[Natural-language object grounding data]
=======

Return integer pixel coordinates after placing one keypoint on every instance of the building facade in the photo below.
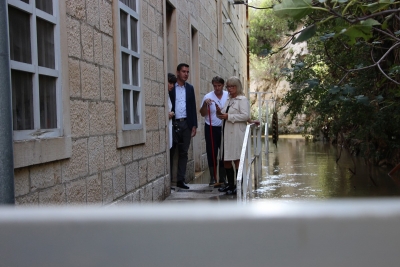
(89, 92)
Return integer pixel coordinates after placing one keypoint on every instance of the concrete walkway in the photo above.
(198, 191)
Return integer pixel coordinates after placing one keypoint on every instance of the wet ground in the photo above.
(297, 169)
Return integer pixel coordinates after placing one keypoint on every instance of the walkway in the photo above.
(198, 191)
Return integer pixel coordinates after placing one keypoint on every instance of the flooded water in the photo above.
(298, 169)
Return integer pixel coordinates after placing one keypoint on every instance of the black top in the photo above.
(191, 111)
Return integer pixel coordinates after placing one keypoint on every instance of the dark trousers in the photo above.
(216, 134)
(183, 147)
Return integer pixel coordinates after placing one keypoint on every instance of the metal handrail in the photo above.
(251, 154)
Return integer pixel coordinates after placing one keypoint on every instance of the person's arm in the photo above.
(244, 112)
(204, 109)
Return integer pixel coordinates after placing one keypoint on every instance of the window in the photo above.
(40, 96)
(35, 69)
(130, 65)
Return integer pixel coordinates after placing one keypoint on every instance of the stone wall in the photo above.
(98, 172)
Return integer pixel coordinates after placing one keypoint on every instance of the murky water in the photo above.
(298, 169)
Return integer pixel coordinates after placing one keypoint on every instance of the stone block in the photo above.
(142, 172)
(160, 77)
(126, 155)
(151, 18)
(161, 164)
(94, 189)
(149, 99)
(119, 182)
(151, 169)
(153, 68)
(92, 11)
(167, 186)
(108, 51)
(102, 118)
(156, 142)
(161, 118)
(155, 91)
(77, 165)
(137, 152)
(21, 181)
(151, 118)
(90, 81)
(79, 112)
(106, 23)
(164, 140)
(132, 176)
(154, 45)
(148, 147)
(28, 200)
(144, 13)
(53, 196)
(76, 192)
(96, 154)
(74, 71)
(98, 47)
(146, 193)
(87, 42)
(76, 8)
(107, 85)
(74, 37)
(136, 196)
(45, 175)
(158, 190)
(107, 181)
(111, 154)
(146, 38)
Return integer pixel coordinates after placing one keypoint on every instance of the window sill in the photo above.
(131, 137)
(38, 151)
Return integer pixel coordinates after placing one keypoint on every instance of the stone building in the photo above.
(89, 92)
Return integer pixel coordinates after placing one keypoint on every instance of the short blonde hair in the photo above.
(236, 82)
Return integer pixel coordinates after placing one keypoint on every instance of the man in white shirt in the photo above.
(184, 106)
(213, 129)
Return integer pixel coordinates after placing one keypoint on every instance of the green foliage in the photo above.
(339, 85)
(265, 28)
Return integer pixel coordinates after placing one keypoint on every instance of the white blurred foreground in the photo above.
(271, 233)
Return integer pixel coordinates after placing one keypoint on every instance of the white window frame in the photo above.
(36, 70)
(131, 53)
(47, 147)
(129, 134)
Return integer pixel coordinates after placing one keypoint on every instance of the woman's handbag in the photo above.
(175, 132)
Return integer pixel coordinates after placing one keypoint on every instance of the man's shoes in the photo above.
(226, 188)
(231, 192)
(182, 185)
(218, 185)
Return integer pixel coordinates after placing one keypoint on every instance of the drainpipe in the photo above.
(6, 130)
(248, 49)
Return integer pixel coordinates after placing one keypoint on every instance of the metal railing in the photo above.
(250, 157)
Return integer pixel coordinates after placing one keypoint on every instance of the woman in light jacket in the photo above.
(235, 113)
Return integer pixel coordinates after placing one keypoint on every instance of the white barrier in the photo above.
(356, 233)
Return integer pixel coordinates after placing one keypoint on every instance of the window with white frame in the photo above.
(35, 68)
(131, 92)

=======

WORK TO BE COMPLETED: Return each line above word for word. Skip the pictures.

SOLUTION:
Return integer pixel coordinates after placing one keypoint on every instance of the building facade in the photo below.
(89, 92)
Return integer pixel coordinates after placing one keypoint on every instance of the concrete walkway in the photo above.
(198, 191)
Return integer pixel coordinates after placing one keypoint on every instance of the wet ground in the photo above.
(297, 169)
Return integer pixel coordinates after placing one keypoint on every instance of the walkway in the photo above.
(198, 191)
Return integer pixel coordinates after placing one keypoint on every instance of the flooded water in the photo above.
(298, 169)
Return integer pixel coordinates after placing one keypoint on every instance of the black top in the photo above.
(191, 111)
Return integer pixel coordinates after placing one keypoint on every instance of the dark trousers in the photo above.
(216, 134)
(183, 147)
Return integer pixel coordinates after placing one keypoint on every instance of the metal handrail in the photo above.
(251, 154)
Return integer pixel coordinates after placing one keypoint on every instance of the person's arm in the photo above.
(244, 112)
(204, 109)
Return integer pixel coordinates after placing one keypoint on every instance of the window in the photo above.
(40, 96)
(35, 69)
(130, 65)
Return integer pixel coordinates after placing one keypoint on every instance of the stone wall in the photo above.
(98, 172)
Return integer pixel coordinates after placing one keypoint on every instance of the murky water in the photo above.
(298, 169)
Return integer pixel coordinates after placing one keypoint on every instance of the stone block in the photo above.
(142, 172)
(160, 77)
(126, 155)
(151, 18)
(161, 164)
(94, 189)
(149, 99)
(119, 182)
(151, 169)
(153, 68)
(92, 11)
(167, 186)
(108, 51)
(102, 118)
(156, 142)
(161, 118)
(155, 91)
(77, 165)
(137, 152)
(21, 181)
(151, 118)
(90, 81)
(79, 112)
(106, 23)
(164, 140)
(132, 176)
(154, 45)
(148, 147)
(28, 200)
(144, 13)
(53, 196)
(76, 192)
(96, 154)
(74, 71)
(98, 47)
(146, 193)
(87, 42)
(76, 8)
(107, 85)
(74, 37)
(136, 196)
(45, 175)
(158, 190)
(107, 181)
(111, 154)
(146, 38)
Return integer pixel coordinates after placing one keypoint on every instance of the window sill in the photo above.
(131, 137)
(38, 151)
Return integer pixel coordinates after placing one keypoint on every instance of the stone building in the photo above.
(89, 92)
Return integer pixel coordinates after placing one keypoint on every instance of the short blonde hair in the photo above.
(236, 82)
Return integer pixel coordinates after placing one keypoint on every instance of the man in white shirt in the photo above.
(184, 106)
(213, 129)
Return integer pixel coordinates after placing one keypoint on every instance of the green foliage in the photo above.
(339, 85)
(265, 28)
Return integer pixel coordinates after placing one keypoint on every instance of the white blurred foreground in the photo above.
(271, 233)
Return integer pixel coordinates after placing one keypoint on every instance of the white window frame in the photo above.
(36, 70)
(131, 53)
(47, 147)
(129, 134)
Return integer pixel coordinates after placing one keypoint on every instance of the woman's handbag in the photo above.
(175, 132)
Return integer pixel coordinates after placing one keypoint on every instance of the man's shoes in the photo above.
(226, 188)
(231, 192)
(182, 185)
(218, 185)
Return integer pixel coordinates after placing one keypoint on every instance of the drainpipe in the photo above.
(6, 130)
(248, 49)
Return integer pixel coordinates after placing one keypoint on every instance of the metal railing in the photo above.
(250, 157)
Return integer pixel coordinates after placing one keypoint on every instance of the woman in light jacket in the photo above.
(235, 113)
Return integer pixel coordinates after placing one keypoint on every instance of the white barrier in the photo above.
(356, 233)
Return integer pixel coordinates after placing one keypoint on every instance of the window with white frame in the photo above.
(35, 68)
(131, 92)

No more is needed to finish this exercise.